■ What needs to be done
Please revise the lines from the one containing "Can you find the blue" through the end, replacing "blue jeans" with "denim pants" and leaving everything else unchanged.
== Record list
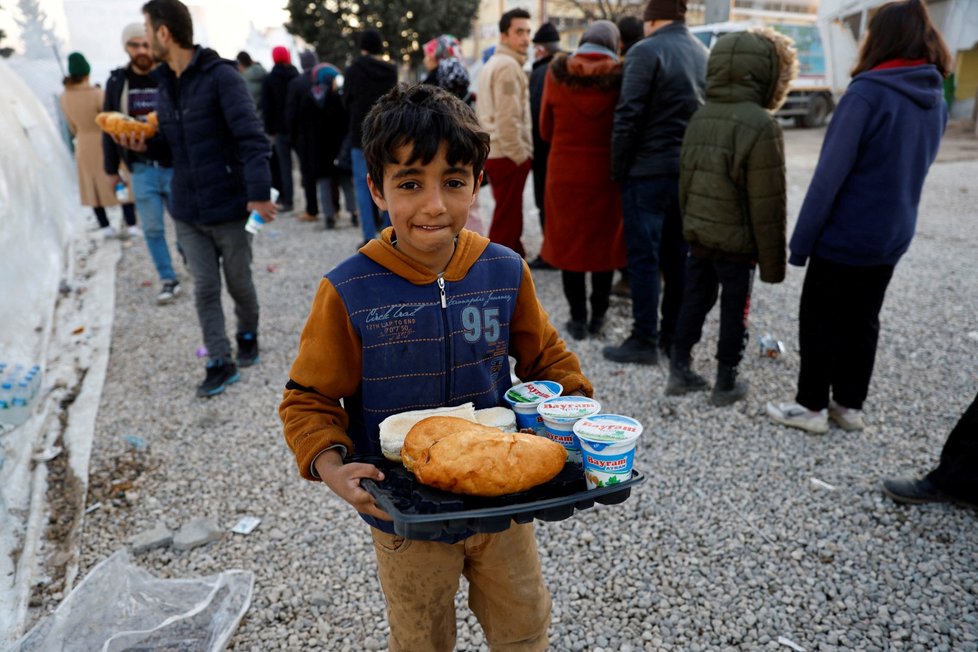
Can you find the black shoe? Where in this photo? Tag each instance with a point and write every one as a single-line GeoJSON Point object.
{"type": "Point", "coordinates": [247, 349]}
{"type": "Point", "coordinates": [596, 325]}
{"type": "Point", "coordinates": [682, 379]}
{"type": "Point", "coordinates": [914, 492]}
{"type": "Point", "coordinates": [728, 389]}
{"type": "Point", "coordinates": [220, 374]}
{"type": "Point", "coordinates": [577, 328]}
{"type": "Point", "coordinates": [540, 263]}
{"type": "Point", "coordinates": [636, 349]}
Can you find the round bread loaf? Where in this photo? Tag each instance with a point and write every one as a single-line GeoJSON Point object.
{"type": "Point", "coordinates": [476, 460]}
{"type": "Point", "coordinates": [120, 124]}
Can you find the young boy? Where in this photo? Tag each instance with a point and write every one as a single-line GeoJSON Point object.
{"type": "Point", "coordinates": [426, 316]}
{"type": "Point", "coordinates": [732, 197]}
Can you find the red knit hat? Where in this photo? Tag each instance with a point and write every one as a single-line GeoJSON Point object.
{"type": "Point", "coordinates": [281, 54]}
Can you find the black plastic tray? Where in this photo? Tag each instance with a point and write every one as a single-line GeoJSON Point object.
{"type": "Point", "coordinates": [422, 512]}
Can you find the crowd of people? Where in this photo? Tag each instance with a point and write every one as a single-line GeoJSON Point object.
{"type": "Point", "coordinates": [660, 158]}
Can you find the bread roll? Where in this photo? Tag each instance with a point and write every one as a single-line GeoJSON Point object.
{"type": "Point", "coordinates": [476, 460]}
{"type": "Point", "coordinates": [394, 428]}
{"type": "Point", "coordinates": [120, 124]}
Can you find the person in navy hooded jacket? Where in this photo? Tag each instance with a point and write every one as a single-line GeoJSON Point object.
{"type": "Point", "coordinates": [860, 211]}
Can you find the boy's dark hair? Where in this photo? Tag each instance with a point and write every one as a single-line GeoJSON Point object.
{"type": "Point", "coordinates": [903, 30]}
{"type": "Point", "coordinates": [175, 15]}
{"type": "Point", "coordinates": [507, 19]}
{"type": "Point", "coordinates": [423, 116]}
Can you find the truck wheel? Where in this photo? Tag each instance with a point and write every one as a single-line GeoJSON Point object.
{"type": "Point", "coordinates": [818, 111]}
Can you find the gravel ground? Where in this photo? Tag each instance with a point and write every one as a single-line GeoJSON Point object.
{"type": "Point", "coordinates": [728, 545]}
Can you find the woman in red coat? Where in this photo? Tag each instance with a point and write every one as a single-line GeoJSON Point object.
{"type": "Point", "coordinates": [583, 231]}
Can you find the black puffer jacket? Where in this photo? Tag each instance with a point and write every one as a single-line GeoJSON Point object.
{"type": "Point", "coordinates": [732, 185]}
{"type": "Point", "coordinates": [364, 82]}
{"type": "Point", "coordinates": [274, 95]}
{"type": "Point", "coordinates": [663, 85]}
{"type": "Point", "coordinates": [220, 153]}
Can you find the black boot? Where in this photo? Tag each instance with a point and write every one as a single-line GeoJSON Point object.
{"type": "Point", "coordinates": [682, 378]}
{"type": "Point", "coordinates": [727, 389]}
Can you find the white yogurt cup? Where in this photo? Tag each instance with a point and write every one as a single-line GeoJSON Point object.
{"type": "Point", "coordinates": [523, 400]}
{"type": "Point", "coordinates": [559, 416]}
{"type": "Point", "coordinates": [607, 448]}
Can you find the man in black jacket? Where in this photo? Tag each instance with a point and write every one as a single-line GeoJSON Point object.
{"type": "Point", "coordinates": [546, 44]}
{"type": "Point", "coordinates": [664, 82]}
{"type": "Point", "coordinates": [364, 82]}
{"type": "Point", "coordinates": [220, 173]}
{"type": "Point", "coordinates": [133, 91]}
{"type": "Point", "coordinates": [274, 94]}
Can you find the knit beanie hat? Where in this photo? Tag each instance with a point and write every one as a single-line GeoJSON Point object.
{"type": "Point", "coordinates": [665, 10]}
{"type": "Point", "coordinates": [371, 41]}
{"type": "Point", "coordinates": [131, 31]}
{"type": "Point", "coordinates": [308, 59]}
{"type": "Point", "coordinates": [78, 65]}
{"type": "Point", "coordinates": [280, 54]}
{"type": "Point", "coordinates": [547, 34]}
{"type": "Point", "coordinates": [603, 33]}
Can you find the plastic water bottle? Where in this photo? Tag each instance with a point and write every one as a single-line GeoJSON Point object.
{"type": "Point", "coordinates": [255, 220]}
{"type": "Point", "coordinates": [18, 404]}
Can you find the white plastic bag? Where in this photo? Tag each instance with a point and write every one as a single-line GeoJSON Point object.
{"type": "Point", "coordinates": [119, 606]}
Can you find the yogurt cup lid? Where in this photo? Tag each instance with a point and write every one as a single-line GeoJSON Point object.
{"type": "Point", "coordinates": [568, 407]}
{"type": "Point", "coordinates": [533, 392]}
{"type": "Point", "coordinates": [610, 428]}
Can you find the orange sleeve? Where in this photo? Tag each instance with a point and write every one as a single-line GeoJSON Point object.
{"type": "Point", "coordinates": [539, 351]}
{"type": "Point", "coordinates": [326, 369]}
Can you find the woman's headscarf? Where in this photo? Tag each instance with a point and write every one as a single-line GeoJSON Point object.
{"type": "Point", "coordinates": [445, 46]}
{"type": "Point", "coordinates": [601, 36]}
{"type": "Point", "coordinates": [323, 75]}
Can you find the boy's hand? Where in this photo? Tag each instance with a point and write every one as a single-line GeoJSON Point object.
{"type": "Point", "coordinates": [132, 142]}
{"type": "Point", "coordinates": [344, 481]}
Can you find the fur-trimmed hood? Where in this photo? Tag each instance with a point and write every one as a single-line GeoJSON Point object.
{"type": "Point", "coordinates": [587, 71]}
{"type": "Point", "coordinates": [753, 66]}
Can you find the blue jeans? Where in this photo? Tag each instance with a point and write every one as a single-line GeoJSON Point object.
{"type": "Point", "coordinates": [654, 244]}
{"type": "Point", "coordinates": [211, 249]}
{"type": "Point", "coordinates": [151, 190]}
{"type": "Point", "coordinates": [365, 203]}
====
■ Written reply
Can you find the denim pants? Where in this photo? Tag each instance with a point and write every one as a single-line GeoJSON Point object.
{"type": "Point", "coordinates": [654, 244]}
{"type": "Point", "coordinates": [211, 249]}
{"type": "Point", "coordinates": [151, 190]}
{"type": "Point", "coordinates": [365, 203]}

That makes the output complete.